• _BRIEF A_: Select every line in the entries that contains the word "bare", matching case exactly.

• _SOURCE TEXT_:
There are honest physical limits. The laser loses power with rain, fog, and dust, needs to aim with millimeter precision, and requires a robust energy source onboard. It’s not the magic weapon that replaces everything. But for the specific range of small and medium drones flying a few kilometers away, it has become the most elegant and inexpensive answer military engineering has ever produced.
The European race
In the United Kingdom, the DragonFire program has moved from testing to a real contract. The British MBDA secured a deal worth hundreds of millions of pounds to deliver the system to the Navy and the Army, after demonstrating the beam taking down aerial targets mounted on a Wolfhound armored vehicle. The goal is to put the weapon into service well before initially planned, a sign that pressure has accelerated the schedule.

Germany is working with Rheinmetall on a naval laser for the coming years, after already testing a beam aboard a frigate. France has set up its own consortium with the national industry. And perhaps the most surprising fact, India has joined the club: its defense research agency tested a 30-kilowatt laser capable of neutralizing drones and small aircraft about five kilometers away, placing the country among the few that have demonstrated the technology in practice.
The threat that changed the calculations
To understand the urgency, just look at recent conflicts. In the Ukraine war and attacks in the Red Sea, drones costing a few thousand dollars forced ships and anti-aircraft batteries to burn expensive interceptors, sometimes at the ratio of a million-dollar missile to take down a market device. No defense budget, no matter how large, can sustain this exchange for long, and it was this reality check that brought lasers out of the lab.

• _DATASET_:
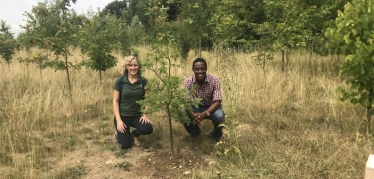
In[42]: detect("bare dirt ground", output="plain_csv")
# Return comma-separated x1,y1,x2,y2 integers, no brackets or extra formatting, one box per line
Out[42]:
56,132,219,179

==

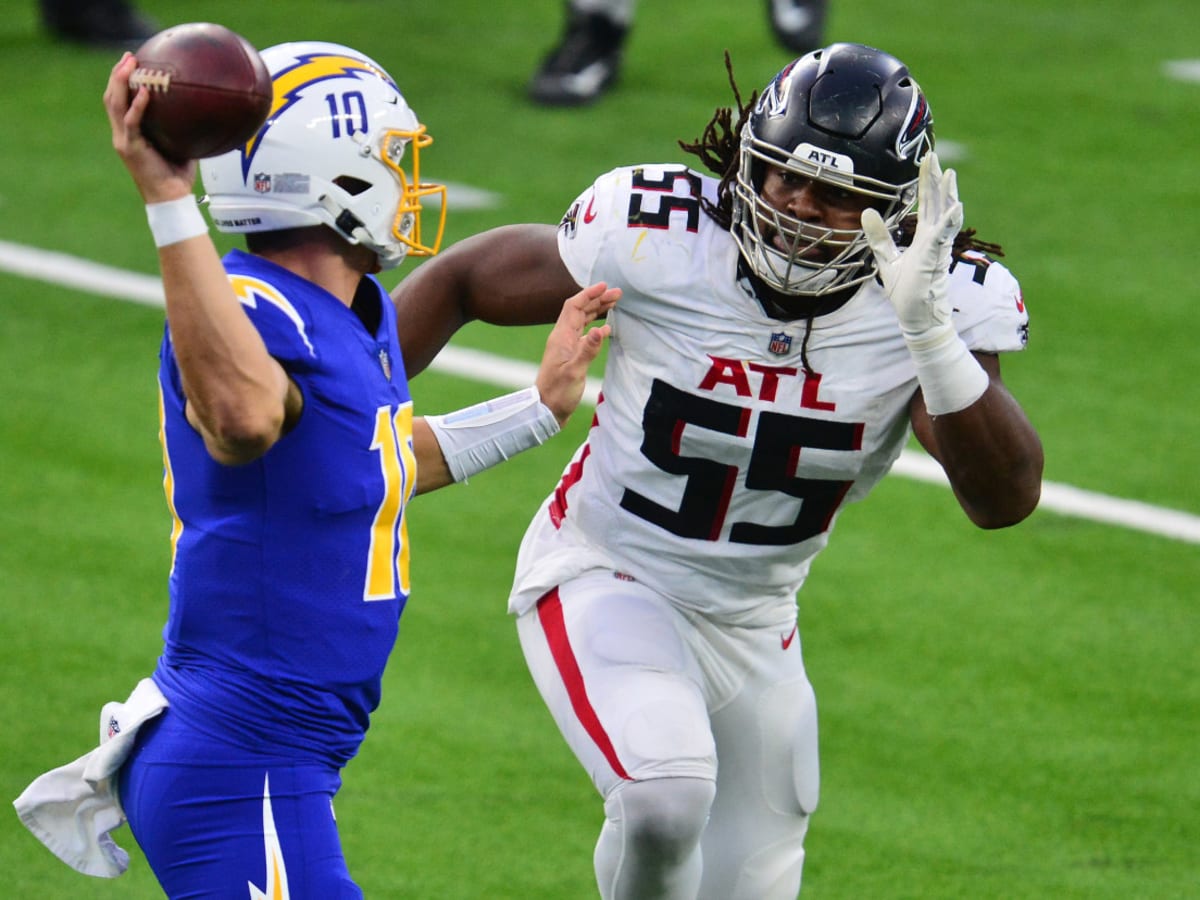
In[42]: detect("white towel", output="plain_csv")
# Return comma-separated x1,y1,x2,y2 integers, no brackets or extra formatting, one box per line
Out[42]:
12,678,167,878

* * *

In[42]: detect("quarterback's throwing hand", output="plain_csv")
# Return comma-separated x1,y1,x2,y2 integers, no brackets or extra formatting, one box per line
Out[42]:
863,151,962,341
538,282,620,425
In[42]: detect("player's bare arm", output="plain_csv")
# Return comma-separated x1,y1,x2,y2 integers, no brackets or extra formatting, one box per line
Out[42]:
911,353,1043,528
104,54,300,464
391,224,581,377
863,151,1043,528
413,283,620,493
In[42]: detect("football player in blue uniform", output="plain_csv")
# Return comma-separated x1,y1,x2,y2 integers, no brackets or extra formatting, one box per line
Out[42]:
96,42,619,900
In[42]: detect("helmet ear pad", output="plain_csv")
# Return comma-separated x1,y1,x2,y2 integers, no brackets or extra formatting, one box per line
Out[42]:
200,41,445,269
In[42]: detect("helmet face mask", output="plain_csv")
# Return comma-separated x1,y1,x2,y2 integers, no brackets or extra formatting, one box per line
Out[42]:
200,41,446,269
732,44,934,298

• _BRIEF B_: In one to three sentences, explain why the text on laser weapons says lasers were brought out of the lab.

• _WRITTEN REPLY A_:
In[42]: detect("bare dirt ground", output="plain_csv")
In[42]: detect("player's bare arm", output="plain_csv")

• _WRITTEN REPLY B_: In the Ukraine war and the Red Sea attacks, drones costing a few thousand dollars forced ships and anti-aircraft batteries to use expensive interceptors, sometimes a million-dollar missile to take down a market device. No defense budget can sustain that exchange for long. This reality check brought lasers out of the lab.